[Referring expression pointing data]
+++
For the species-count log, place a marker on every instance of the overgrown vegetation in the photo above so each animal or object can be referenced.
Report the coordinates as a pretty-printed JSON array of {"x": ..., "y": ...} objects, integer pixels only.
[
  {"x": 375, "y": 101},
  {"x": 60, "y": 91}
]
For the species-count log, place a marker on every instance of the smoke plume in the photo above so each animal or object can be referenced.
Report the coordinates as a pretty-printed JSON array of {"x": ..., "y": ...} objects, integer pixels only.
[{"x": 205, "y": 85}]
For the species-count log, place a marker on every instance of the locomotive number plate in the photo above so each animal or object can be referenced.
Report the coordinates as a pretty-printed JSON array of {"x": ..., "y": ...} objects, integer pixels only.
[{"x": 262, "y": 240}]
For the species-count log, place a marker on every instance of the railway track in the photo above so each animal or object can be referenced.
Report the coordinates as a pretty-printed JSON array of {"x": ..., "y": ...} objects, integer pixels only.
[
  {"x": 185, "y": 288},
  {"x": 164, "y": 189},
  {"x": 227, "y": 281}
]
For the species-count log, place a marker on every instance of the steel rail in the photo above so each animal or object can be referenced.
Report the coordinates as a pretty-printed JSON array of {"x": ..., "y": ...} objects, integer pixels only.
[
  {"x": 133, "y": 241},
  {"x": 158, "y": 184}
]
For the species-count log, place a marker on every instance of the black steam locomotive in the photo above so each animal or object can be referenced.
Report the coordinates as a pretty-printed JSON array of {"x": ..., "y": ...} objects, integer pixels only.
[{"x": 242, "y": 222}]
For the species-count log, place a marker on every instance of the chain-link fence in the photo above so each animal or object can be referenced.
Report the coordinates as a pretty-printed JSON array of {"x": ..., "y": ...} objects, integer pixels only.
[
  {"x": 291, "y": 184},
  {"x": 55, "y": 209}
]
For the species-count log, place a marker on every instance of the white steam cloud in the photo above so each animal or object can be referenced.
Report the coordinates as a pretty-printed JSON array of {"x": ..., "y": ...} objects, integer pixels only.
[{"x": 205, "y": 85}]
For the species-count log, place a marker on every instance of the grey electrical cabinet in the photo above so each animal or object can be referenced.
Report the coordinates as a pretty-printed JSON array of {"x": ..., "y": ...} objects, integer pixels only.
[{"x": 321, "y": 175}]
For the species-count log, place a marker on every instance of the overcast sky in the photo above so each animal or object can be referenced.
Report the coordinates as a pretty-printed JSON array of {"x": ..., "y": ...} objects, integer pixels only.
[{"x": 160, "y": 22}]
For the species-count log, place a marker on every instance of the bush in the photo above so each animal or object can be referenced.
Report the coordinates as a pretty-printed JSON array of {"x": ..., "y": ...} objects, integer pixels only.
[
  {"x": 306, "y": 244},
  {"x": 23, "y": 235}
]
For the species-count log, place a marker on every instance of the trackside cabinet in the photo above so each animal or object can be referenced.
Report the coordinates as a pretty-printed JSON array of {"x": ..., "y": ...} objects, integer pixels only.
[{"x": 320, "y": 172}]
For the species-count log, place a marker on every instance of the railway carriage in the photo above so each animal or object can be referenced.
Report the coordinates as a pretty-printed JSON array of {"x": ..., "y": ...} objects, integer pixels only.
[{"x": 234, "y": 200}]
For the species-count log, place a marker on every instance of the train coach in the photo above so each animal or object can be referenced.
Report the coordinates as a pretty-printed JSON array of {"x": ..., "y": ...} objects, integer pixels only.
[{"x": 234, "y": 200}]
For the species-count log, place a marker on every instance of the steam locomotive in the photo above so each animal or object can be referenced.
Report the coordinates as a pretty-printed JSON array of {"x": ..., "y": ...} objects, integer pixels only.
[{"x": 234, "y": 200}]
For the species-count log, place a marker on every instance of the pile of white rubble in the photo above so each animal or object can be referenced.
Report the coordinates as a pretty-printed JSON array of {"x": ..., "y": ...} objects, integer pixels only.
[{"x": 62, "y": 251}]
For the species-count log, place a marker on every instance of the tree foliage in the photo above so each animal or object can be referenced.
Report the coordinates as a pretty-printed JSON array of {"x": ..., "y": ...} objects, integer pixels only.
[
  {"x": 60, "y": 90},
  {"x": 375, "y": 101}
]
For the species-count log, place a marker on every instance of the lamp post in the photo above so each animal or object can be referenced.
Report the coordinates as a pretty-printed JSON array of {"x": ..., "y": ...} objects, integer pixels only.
+++
All records shown above are to be given again verbatim.

Task output ->
For the species-count log, place a marker on every instance of the overgrown vegetation in the photo above so each animal or object can be referenced.
Report the coordinates as a pretty-printed JSON array of {"x": ..., "y": ...} objects, integer pixels only.
[
  {"x": 375, "y": 101},
  {"x": 60, "y": 91}
]
For the species-count log, place a marker on every instance of the smoke plume in the photo above so each animal or object can be referenced.
Report the coordinates as a pretty-printed JSON array of {"x": ..., "y": ...} objects, integer pixels only.
[{"x": 205, "y": 85}]
For the species-count log, place a marker on every instance of the locomotive number plate in the photo above so each animal or object can be referenced.
Report the coordinates as a pretty-printed JSON array of {"x": ..., "y": ...} objects, integer pixels only.
[{"x": 262, "y": 240}]
For the species-count log, place a marker on every instance of the railway track in the photo above so each animal or object can be referenced.
Report the coordinates as a pretty-printed JSON array of {"x": ..., "y": ...} objects, integer pixels only.
[
  {"x": 185, "y": 288},
  {"x": 164, "y": 189},
  {"x": 227, "y": 281}
]
For the species-count log, place a marker on every instance of the steel rail in the photo above so each animal or object can be referenced.
Report the coordinates as a pretty-printed JSON array of {"x": ..., "y": ...} objects, integer pixels only.
[
  {"x": 133, "y": 241},
  {"x": 158, "y": 184}
]
For the species-count log, place a marker on every instance of the black steam locomotive in the photo above so each animal or object can be referenced.
Report the coordinates as a pretty-printed JSON array of {"x": ..., "y": ...} objects, integer pixels only.
[{"x": 242, "y": 222}]
For the species-count log, place a marker on every instance of the chain-link fence in the photo above so each animal or object can be referenced.
Report the coordinates as a pretty-printed JSON array of {"x": ..., "y": ...} objects, integer pixels only.
[
  {"x": 291, "y": 184},
  {"x": 55, "y": 209}
]
For the species-count log, place a marker on every instance of the white steam cloud in the photo above so each animal or object can be referenced.
Report the coordinates as a pretty-printed JSON array of {"x": ..., "y": ...} objects, integer pixels only.
[{"x": 205, "y": 85}]
For the species-count log, place a marker on every instance of the grey electrical cabinet in the photo above so each animal or object can be referenced.
Report the coordinates as a pretty-printed JSON array of {"x": ..., "y": ...} objects, integer pixels only.
[{"x": 321, "y": 175}]
For the species-count log, place a marker on every instance of the overcast sky in the photo above so each animal or object can be referenced.
Report the coordinates as a pretty-printed JSON array of {"x": ..., "y": ...} objects, integer pixels only.
[{"x": 160, "y": 22}]
For the species-count log, place a marker on every instance of the bush in the photo above so each animal or object can be referenced.
Report the coordinates as a pretty-printed JSON array of {"x": ..., "y": ...} objects, integer pixels only.
[
  {"x": 306, "y": 244},
  {"x": 23, "y": 235}
]
For the species-count log, place a marker on every instance of the trackside cabinet in the photo above so each animal or object can be referenced.
Report the coordinates as a pretty-printed JSON array of {"x": ..., "y": ...} objects, integer pixels only.
[{"x": 320, "y": 172}]
For the species-count log, place a marker on every instance of the railway carriage in the photo above so each animal or object can be referenced.
Report the coordinates as a pretty-printed JSON array of {"x": ..., "y": ...} objects, integer pixels only.
[{"x": 234, "y": 200}]
For the species-count log, place a marker on every instance of the train coach in the photo above so each animal or object can be referenced.
Report the coordinates as a pretty-printed JSON array of {"x": ..., "y": ...} objects, integer pixels only.
[{"x": 234, "y": 200}]
For the species-count log, place a marker on every instance of the steam locomotive in the photo above so each animal or object can be referenced.
Report the coordinates as a pretty-printed JSON array of {"x": ..., "y": ...} objects, integer pixels only.
[{"x": 234, "y": 200}]
For the species-count log, place a marker on every instance of the pile of white rubble in the photo above so each animal or object can be referenced.
Report the coordinates as a pretty-printed JSON array of {"x": ..., "y": ...} objects, integer pixels only.
[{"x": 62, "y": 251}]
For the species-count log, place a marker on every instance of the tree foliage in the photo above so each animal or object can be referenced.
Report the coordinates as a pretty-printed JSON array of {"x": ..., "y": ...} objects, integer pixels only.
[
  {"x": 60, "y": 90},
  {"x": 375, "y": 101}
]
For the species-count log, place a marker on every instance of the lamp post in the photo above so each animal or object can be referenced.
Report the coordinates as a pretty-printed JSON array of {"x": ..., "y": ...} objects, integer pixels only.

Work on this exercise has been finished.